● GOAL OF THE EXERCISE
Search the data for "colorful" and copy every matching line.

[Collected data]
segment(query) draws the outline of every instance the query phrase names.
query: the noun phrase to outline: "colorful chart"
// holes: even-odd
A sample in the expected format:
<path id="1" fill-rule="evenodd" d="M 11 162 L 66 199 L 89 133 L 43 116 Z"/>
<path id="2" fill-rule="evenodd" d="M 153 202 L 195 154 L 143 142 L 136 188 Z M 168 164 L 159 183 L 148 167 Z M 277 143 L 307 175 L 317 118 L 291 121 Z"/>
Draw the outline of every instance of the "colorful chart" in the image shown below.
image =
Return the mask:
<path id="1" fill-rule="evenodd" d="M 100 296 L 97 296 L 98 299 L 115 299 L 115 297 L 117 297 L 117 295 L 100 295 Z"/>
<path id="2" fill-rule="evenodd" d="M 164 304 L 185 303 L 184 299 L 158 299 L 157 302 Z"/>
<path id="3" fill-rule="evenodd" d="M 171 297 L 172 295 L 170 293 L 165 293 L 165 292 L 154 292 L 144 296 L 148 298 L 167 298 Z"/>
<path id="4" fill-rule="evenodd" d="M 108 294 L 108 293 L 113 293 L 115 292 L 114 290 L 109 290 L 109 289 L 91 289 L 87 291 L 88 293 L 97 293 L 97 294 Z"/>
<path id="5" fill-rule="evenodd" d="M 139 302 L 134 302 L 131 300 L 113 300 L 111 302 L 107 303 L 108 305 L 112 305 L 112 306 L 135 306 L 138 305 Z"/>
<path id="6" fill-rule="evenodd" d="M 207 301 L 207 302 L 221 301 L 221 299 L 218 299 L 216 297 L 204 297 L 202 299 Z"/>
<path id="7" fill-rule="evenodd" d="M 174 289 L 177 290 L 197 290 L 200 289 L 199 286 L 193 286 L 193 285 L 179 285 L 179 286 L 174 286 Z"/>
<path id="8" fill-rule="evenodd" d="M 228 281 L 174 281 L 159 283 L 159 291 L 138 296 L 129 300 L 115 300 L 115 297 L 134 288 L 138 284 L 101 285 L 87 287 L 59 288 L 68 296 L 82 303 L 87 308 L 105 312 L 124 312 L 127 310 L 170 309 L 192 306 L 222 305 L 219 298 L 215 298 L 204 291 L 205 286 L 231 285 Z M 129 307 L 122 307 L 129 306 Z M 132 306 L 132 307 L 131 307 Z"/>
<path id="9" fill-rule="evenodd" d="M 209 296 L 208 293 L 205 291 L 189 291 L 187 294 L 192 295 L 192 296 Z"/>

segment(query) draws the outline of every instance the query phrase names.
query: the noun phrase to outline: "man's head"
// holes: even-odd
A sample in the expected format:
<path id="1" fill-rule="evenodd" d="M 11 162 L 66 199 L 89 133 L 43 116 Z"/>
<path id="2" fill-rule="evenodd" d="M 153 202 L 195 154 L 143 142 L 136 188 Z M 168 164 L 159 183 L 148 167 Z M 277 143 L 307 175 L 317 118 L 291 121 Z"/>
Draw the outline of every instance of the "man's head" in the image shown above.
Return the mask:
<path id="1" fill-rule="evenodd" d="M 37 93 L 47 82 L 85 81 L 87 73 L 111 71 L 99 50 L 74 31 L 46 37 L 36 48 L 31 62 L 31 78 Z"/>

● REPLY
query: the noun phrase to outline: "colorful chart"
Draw the outline of every instance of the "colorful chart" in the image shown below.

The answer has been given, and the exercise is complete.